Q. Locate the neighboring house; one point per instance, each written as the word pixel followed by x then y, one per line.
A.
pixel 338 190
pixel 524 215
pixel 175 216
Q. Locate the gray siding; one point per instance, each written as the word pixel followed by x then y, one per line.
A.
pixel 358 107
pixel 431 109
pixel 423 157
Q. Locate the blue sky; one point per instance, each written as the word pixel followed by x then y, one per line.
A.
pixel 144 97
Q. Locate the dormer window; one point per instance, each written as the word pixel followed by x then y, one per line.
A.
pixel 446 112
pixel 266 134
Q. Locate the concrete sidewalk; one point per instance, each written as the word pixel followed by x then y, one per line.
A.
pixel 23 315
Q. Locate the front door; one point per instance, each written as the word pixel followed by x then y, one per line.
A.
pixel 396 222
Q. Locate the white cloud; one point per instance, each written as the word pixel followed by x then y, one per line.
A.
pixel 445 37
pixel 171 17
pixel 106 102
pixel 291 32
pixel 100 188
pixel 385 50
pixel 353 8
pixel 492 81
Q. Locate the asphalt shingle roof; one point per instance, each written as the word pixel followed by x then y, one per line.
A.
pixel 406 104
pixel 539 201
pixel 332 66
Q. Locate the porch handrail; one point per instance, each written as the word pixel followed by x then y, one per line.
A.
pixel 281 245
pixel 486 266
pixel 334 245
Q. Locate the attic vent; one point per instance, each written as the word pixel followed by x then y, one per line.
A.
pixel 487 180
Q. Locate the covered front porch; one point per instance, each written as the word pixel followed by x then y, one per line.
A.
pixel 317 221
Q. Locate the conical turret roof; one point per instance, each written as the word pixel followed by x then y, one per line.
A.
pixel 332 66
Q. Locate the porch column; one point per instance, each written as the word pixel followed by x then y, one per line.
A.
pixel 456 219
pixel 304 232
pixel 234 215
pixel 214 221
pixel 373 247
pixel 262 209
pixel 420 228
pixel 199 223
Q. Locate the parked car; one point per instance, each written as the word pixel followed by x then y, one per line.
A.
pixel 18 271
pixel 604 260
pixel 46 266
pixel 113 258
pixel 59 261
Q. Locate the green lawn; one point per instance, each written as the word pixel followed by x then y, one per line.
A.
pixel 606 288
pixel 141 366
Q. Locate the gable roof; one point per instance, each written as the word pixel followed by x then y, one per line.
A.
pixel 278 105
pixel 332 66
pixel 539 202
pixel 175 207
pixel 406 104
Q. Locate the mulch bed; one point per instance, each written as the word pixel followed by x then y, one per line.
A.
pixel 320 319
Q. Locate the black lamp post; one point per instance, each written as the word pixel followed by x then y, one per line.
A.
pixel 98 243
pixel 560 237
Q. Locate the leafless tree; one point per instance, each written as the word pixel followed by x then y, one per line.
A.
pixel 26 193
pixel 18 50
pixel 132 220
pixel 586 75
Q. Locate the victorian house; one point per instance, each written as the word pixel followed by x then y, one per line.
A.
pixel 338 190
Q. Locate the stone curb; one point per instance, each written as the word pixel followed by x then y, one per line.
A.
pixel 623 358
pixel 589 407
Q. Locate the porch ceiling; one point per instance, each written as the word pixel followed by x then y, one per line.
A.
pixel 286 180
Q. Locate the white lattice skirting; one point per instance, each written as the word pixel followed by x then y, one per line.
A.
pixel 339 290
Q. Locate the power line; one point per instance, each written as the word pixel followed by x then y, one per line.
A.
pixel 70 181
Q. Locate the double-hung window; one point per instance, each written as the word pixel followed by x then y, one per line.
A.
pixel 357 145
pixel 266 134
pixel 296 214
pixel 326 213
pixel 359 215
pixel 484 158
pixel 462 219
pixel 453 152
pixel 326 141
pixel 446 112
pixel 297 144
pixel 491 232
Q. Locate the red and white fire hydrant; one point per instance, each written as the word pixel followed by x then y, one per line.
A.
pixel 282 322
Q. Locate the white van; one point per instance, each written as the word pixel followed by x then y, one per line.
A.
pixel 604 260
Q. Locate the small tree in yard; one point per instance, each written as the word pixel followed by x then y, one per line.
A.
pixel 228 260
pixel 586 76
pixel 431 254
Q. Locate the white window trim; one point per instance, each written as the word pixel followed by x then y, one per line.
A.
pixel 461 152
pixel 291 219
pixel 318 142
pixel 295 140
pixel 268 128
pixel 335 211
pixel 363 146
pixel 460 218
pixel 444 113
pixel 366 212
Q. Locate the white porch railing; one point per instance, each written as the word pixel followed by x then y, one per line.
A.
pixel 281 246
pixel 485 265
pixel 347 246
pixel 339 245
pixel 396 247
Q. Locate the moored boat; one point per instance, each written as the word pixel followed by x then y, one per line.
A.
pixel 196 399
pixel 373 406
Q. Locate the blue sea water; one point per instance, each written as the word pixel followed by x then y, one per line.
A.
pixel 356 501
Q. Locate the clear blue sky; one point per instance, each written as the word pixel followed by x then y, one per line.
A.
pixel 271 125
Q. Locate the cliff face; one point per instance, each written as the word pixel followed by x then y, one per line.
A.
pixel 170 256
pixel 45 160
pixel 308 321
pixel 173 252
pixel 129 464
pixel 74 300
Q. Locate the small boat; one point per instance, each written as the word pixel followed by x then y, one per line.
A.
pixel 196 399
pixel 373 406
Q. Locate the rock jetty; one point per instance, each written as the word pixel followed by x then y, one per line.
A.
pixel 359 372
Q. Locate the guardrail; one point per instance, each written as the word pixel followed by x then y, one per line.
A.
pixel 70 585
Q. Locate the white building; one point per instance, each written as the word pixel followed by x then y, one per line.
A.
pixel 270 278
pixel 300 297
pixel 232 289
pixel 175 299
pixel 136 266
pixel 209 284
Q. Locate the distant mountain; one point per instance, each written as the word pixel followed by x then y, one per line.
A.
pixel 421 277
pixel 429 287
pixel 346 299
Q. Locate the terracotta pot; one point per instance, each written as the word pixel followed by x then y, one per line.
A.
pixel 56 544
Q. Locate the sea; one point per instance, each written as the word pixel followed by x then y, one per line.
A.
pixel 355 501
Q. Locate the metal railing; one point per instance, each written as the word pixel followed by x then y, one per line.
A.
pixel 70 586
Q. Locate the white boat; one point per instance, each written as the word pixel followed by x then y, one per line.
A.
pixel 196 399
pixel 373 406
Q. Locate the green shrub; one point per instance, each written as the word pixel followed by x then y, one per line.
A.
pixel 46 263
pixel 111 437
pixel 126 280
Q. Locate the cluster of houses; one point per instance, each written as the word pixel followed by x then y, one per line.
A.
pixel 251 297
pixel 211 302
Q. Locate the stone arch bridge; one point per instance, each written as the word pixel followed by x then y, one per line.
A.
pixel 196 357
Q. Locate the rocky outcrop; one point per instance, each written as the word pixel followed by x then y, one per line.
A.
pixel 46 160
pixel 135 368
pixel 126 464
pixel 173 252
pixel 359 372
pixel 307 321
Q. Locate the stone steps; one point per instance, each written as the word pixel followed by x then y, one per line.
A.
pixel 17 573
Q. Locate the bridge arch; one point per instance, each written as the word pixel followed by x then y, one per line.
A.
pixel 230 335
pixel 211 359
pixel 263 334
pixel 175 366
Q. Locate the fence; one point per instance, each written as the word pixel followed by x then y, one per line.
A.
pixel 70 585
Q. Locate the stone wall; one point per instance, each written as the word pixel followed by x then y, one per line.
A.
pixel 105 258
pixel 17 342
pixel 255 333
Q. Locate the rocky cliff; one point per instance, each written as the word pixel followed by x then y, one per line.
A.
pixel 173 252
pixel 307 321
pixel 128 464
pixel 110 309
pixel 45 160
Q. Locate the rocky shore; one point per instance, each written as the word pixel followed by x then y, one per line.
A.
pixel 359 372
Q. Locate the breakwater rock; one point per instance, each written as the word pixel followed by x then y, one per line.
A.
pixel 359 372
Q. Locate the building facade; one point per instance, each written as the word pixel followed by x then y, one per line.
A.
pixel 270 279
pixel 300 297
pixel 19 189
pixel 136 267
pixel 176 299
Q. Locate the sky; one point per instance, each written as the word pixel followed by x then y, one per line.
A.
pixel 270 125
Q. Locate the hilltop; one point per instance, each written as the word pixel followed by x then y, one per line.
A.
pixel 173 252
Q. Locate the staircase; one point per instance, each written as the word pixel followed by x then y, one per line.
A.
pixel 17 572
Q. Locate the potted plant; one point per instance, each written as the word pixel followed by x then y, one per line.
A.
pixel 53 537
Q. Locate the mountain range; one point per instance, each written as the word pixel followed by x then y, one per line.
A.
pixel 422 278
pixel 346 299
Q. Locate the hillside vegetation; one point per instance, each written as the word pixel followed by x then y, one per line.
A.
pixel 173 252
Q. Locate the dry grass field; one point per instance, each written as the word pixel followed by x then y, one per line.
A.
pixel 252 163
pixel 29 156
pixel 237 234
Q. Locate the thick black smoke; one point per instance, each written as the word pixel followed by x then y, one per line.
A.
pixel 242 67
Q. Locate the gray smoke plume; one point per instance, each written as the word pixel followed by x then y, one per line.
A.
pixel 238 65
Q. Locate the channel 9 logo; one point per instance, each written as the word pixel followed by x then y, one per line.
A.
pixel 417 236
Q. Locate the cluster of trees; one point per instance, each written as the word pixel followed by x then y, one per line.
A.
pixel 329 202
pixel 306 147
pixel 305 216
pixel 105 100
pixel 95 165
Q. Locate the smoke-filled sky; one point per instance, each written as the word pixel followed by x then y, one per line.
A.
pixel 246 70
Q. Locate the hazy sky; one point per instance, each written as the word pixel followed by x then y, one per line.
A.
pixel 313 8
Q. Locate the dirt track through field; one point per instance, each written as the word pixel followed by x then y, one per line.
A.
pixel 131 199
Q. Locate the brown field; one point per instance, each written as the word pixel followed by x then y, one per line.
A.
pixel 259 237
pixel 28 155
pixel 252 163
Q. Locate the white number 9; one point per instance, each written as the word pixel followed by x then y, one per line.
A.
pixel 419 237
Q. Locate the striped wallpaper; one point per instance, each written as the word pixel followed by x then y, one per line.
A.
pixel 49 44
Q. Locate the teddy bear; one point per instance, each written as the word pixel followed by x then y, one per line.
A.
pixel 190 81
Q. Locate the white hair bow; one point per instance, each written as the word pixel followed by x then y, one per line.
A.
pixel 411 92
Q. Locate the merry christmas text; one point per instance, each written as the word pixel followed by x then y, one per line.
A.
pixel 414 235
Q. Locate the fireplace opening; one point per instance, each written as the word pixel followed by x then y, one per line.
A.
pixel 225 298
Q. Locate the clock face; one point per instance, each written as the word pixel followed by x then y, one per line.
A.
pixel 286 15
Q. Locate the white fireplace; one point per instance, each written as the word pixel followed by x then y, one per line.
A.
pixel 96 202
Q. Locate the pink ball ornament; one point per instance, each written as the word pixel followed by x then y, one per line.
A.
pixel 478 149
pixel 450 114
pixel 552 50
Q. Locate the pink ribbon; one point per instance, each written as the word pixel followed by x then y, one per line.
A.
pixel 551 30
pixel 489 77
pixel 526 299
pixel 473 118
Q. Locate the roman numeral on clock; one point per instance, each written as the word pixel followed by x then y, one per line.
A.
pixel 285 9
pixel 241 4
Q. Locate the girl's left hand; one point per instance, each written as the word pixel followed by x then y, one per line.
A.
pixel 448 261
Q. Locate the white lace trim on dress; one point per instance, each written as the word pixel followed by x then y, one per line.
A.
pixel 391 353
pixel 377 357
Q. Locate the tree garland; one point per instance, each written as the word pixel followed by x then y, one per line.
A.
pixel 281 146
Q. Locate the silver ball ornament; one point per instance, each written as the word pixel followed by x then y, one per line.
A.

### Solicitação
Duplique, sem nenhuma alteração, as linhas que vão da que contém "Q. Locate the silver" até o fim das entradas, incluindo essa primeira linha e a última.

### Problema resolvido
Q. Locate the silver ball ornament; one point per instance, each written as the word pixel followed by x then y, one per line.
A.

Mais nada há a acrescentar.